§ **Extracted material**:
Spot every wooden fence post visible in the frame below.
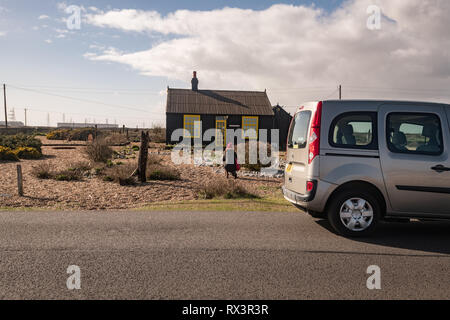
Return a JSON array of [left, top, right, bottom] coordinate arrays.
[[17, 164, 23, 197], [138, 131, 149, 182]]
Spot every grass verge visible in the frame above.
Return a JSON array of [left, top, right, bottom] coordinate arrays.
[[134, 198, 299, 212]]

§ **Stated exercise**:
Count how many lines of the records above contain the word "visible". Reply with the number alone.

§ **Solution to the problem**:
2